'''

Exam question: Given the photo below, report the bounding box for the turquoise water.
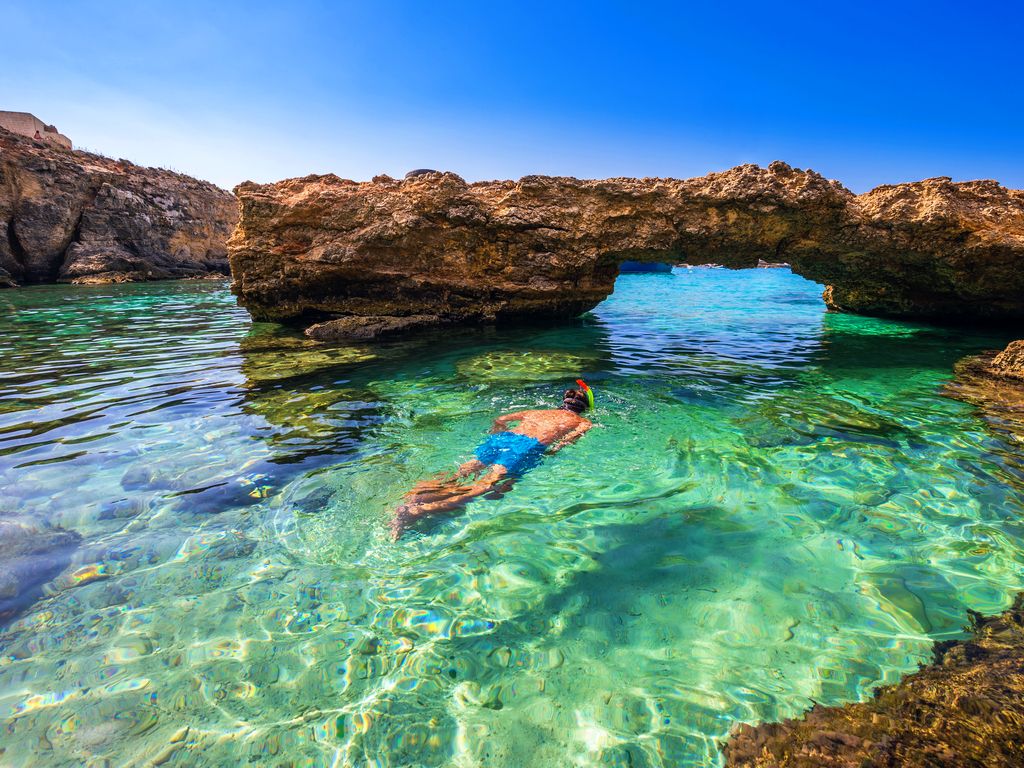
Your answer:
[0,269,1024,767]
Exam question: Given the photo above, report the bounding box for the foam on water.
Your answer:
[0,269,1024,766]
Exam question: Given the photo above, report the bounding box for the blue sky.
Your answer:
[0,0,1024,191]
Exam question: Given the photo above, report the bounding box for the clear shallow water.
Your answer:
[0,269,1024,766]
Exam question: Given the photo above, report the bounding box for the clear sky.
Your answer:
[0,0,1024,191]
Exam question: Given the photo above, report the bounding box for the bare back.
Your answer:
[500,409,593,445]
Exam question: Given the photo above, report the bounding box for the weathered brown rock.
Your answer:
[228,163,1024,333]
[306,314,440,341]
[725,596,1024,768]
[0,130,238,286]
[988,341,1024,381]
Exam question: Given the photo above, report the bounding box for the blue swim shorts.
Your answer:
[476,432,548,475]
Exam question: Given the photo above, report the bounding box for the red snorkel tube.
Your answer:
[577,379,594,411]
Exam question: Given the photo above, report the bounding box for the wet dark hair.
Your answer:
[558,389,589,414]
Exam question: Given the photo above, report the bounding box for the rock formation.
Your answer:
[725,596,1024,768]
[228,163,1024,329]
[0,130,238,286]
[0,515,81,625]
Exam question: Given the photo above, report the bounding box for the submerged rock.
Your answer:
[725,595,1024,768]
[0,129,238,287]
[228,163,1024,331]
[0,518,82,622]
[306,314,440,341]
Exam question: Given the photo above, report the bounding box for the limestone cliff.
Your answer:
[228,163,1024,337]
[0,130,238,285]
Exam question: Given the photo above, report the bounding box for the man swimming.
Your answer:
[391,379,594,539]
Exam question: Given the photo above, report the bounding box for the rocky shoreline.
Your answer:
[0,129,238,288]
[723,341,1024,768]
[724,594,1024,768]
[228,163,1024,338]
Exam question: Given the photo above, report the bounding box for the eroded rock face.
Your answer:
[228,163,1024,333]
[725,596,1024,768]
[0,130,238,286]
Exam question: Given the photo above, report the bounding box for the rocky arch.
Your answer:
[228,163,1024,337]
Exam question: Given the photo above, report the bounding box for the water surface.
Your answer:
[0,269,1024,766]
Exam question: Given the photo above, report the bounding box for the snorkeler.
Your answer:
[391,379,594,539]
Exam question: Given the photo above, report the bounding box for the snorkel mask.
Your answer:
[577,379,594,411]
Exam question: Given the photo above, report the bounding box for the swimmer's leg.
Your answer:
[390,462,508,539]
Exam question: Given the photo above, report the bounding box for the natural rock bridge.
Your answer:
[228,163,1024,338]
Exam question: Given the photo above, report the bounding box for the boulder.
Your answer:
[306,314,440,341]
[228,163,1024,333]
[0,129,238,287]
[0,517,82,622]
[724,595,1024,768]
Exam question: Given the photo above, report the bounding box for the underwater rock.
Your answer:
[0,517,82,621]
[0,129,238,286]
[306,314,440,341]
[228,163,1024,331]
[724,595,1024,768]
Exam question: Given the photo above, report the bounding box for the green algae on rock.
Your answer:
[724,595,1024,768]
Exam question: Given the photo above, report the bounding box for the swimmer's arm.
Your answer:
[490,411,526,433]
[548,421,594,454]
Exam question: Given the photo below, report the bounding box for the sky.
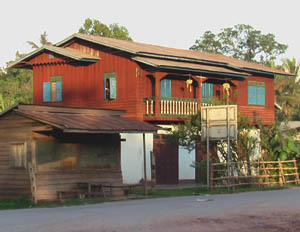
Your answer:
[0,0,300,67]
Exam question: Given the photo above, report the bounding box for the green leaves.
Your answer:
[190,24,288,63]
[79,18,132,41]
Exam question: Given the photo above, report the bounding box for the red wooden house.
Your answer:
[11,34,289,183]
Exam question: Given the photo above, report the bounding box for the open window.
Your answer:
[43,76,62,102]
[248,81,266,106]
[9,142,27,169]
[104,72,117,100]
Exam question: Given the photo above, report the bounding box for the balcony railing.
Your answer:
[144,97,200,117]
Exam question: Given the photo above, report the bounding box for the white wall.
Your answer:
[121,133,153,184]
[178,147,196,180]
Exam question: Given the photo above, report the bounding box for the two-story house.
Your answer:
[11,34,289,184]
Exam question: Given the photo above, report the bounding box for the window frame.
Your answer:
[103,72,118,100]
[9,141,27,169]
[160,78,172,98]
[43,75,63,102]
[248,80,266,106]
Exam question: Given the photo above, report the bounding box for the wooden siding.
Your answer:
[31,41,275,125]
[0,112,41,198]
[34,134,122,201]
[31,43,142,118]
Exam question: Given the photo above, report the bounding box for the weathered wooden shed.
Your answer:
[0,105,157,201]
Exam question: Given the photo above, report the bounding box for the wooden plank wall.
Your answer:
[31,42,142,118]
[34,134,123,201]
[0,112,44,199]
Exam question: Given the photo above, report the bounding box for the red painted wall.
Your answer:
[30,42,275,123]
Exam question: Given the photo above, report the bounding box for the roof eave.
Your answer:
[55,33,136,54]
[63,128,158,134]
[241,68,296,77]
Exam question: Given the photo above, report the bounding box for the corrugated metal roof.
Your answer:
[9,45,100,68]
[56,33,291,75]
[133,56,249,77]
[15,110,159,133]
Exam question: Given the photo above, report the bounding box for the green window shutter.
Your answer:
[55,81,62,102]
[43,82,51,102]
[104,72,117,99]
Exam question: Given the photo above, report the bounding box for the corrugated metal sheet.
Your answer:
[56,33,289,75]
[15,110,159,133]
[9,45,100,68]
[134,56,249,76]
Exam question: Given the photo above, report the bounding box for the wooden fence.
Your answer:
[210,159,300,188]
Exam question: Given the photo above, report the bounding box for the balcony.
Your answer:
[144,97,200,119]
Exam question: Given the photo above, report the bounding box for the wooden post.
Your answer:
[261,157,269,185]
[150,151,156,193]
[209,162,214,191]
[143,133,148,196]
[278,158,285,185]
[293,158,300,184]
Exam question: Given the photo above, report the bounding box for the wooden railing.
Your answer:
[210,159,300,188]
[144,97,200,117]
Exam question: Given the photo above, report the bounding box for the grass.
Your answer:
[0,185,299,210]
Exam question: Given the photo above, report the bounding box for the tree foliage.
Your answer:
[190,24,288,63]
[275,58,300,121]
[27,31,52,49]
[0,55,32,112]
[169,114,300,162]
[79,18,132,41]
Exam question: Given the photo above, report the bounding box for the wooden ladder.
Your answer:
[28,163,37,203]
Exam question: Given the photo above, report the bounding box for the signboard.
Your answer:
[201,105,237,141]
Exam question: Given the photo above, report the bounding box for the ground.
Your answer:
[0,188,300,232]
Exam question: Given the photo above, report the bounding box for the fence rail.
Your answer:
[210,159,300,188]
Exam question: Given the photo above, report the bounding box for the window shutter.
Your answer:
[160,79,172,97]
[109,77,117,99]
[166,79,172,97]
[55,81,62,102]
[201,83,214,103]
[248,85,256,105]
[256,86,266,106]
[43,82,51,102]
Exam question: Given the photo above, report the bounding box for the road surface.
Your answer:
[0,188,300,232]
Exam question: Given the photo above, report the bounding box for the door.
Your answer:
[153,135,178,184]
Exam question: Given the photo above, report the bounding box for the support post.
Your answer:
[143,133,148,196]
[150,151,156,193]
[206,109,209,189]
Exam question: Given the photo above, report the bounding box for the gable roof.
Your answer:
[56,33,291,75]
[9,45,100,68]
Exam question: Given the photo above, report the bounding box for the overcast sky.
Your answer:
[0,0,300,67]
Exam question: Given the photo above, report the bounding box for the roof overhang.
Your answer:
[8,45,100,68]
[14,105,160,134]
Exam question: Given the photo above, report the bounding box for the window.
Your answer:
[104,72,117,100]
[43,76,62,102]
[9,143,27,168]
[201,82,214,103]
[160,79,172,97]
[248,81,266,106]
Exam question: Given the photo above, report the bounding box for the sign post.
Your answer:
[201,105,237,187]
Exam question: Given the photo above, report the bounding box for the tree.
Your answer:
[27,31,52,49]
[275,58,300,121]
[190,24,288,63]
[79,18,132,41]
[0,52,32,112]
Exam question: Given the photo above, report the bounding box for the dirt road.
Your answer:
[0,188,300,232]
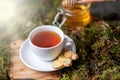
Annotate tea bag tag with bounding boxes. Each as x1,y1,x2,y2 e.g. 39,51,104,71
52,9,66,28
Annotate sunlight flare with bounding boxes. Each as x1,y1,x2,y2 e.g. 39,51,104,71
0,0,15,21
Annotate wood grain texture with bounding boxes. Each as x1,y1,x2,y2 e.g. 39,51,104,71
9,39,61,80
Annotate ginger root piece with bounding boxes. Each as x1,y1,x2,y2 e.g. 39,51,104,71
52,59,64,69
52,51,78,69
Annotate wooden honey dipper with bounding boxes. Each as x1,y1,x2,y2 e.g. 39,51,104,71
62,0,116,7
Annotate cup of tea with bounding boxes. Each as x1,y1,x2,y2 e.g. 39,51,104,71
28,25,73,61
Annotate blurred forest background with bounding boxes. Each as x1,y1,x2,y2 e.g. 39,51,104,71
0,0,120,80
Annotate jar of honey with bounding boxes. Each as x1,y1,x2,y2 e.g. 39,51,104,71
63,3,92,29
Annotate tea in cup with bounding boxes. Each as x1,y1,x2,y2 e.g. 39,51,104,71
28,25,73,61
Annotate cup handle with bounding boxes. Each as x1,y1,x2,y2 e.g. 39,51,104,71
64,36,76,53
52,9,66,28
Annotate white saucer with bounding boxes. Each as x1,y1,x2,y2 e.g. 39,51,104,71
20,35,76,72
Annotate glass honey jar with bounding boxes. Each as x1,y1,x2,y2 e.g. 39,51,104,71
63,3,92,29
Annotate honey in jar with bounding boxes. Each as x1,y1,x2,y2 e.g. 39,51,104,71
63,3,92,29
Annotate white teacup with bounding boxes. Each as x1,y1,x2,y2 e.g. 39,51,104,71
28,25,73,61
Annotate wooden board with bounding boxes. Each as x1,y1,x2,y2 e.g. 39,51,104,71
9,39,61,80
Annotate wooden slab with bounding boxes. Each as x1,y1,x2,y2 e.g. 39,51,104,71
9,39,61,80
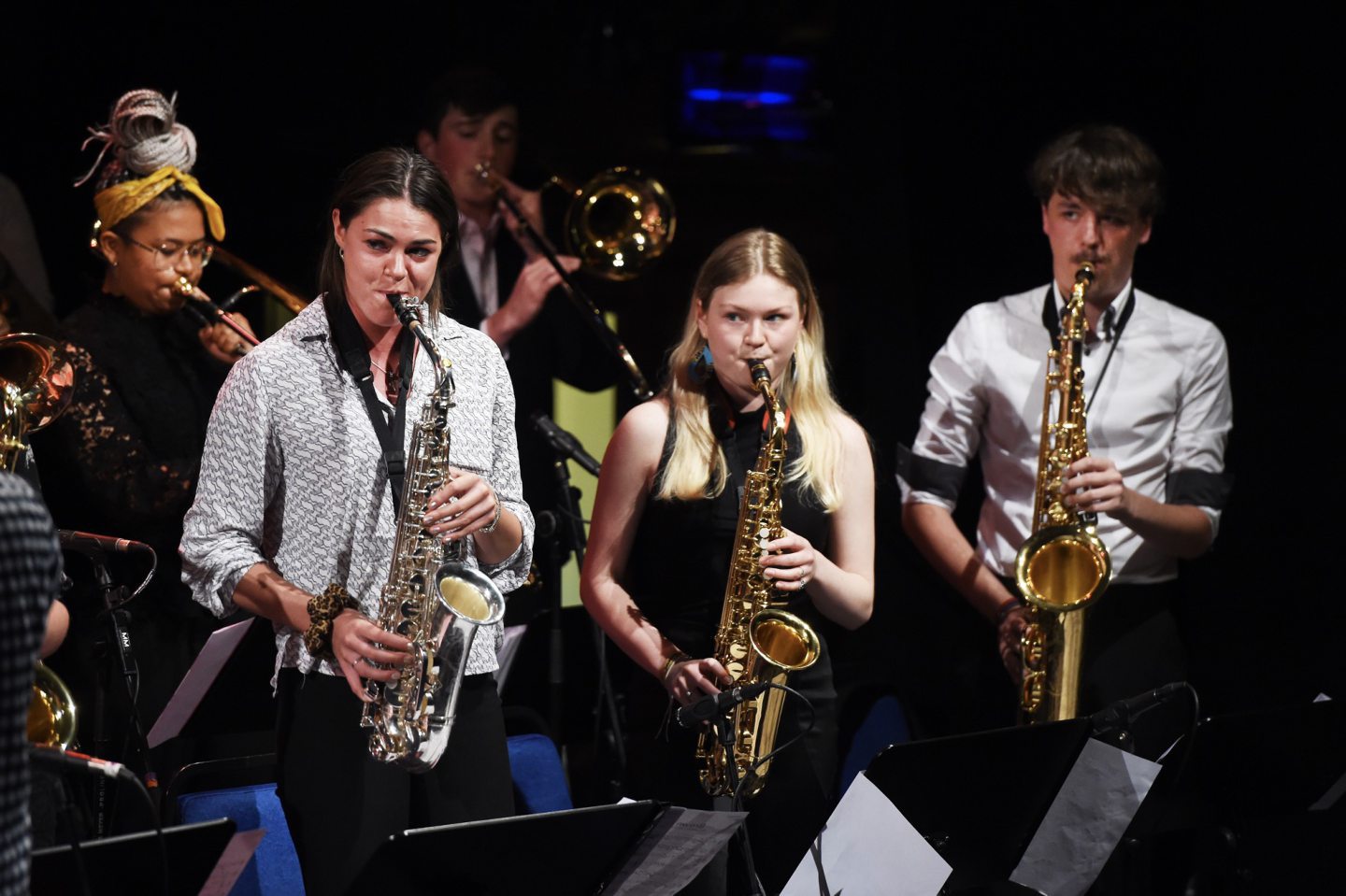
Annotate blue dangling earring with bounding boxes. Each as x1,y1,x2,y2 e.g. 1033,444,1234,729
686,345,715,386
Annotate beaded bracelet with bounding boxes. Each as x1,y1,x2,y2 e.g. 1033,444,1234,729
304,584,359,660
477,496,505,535
660,649,692,683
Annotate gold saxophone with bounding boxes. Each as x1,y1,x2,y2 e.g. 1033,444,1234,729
359,300,505,773
1013,263,1111,725
0,333,76,749
695,361,820,796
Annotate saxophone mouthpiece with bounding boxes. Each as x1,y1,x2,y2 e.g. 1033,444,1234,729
388,292,420,327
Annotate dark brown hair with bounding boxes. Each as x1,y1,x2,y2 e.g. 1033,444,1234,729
318,147,458,318
1028,125,1165,220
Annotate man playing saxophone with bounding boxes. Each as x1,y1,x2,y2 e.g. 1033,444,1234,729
897,125,1232,747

'''

Reproduce, line for line, the portion of the entries that begins with the line containing "for the boulder." and ends with the line containing "[11,34,289,183]", including both of those lines. Leave the pictures out of your answer.

* TASK RESPONSE
Exam question: Given the photo above, report the bounding box for the boulder.
Your answer:
[306,314,440,341]
[228,163,1024,333]
[0,129,238,287]
[0,517,82,622]
[724,595,1024,768]
Exam question: Given the photo above, report the bounding box for the underwater rock.
Your answer:
[0,517,82,621]
[0,129,238,286]
[306,314,440,341]
[228,163,1024,331]
[724,595,1024,768]
Exam question: Given the photo above, report the bounding box for the green algae on rock.
Your answer:
[724,595,1024,768]
Exam question: Given the photo above, report the bounding box for the swimmer's arm.
Your answer:
[490,411,526,433]
[548,421,594,454]
Exam question: Given the photo below, report the bounding box for the sky.
Your answer:
[0,0,300,67]
Exam question: Given the photo above, report the bounding box for the green leaves.
Your answer:
[190,24,288,63]
[79,18,132,41]
Exam question: Given the photo above, report the bounding box for the red wooden house.
Your answer:
[11,34,289,183]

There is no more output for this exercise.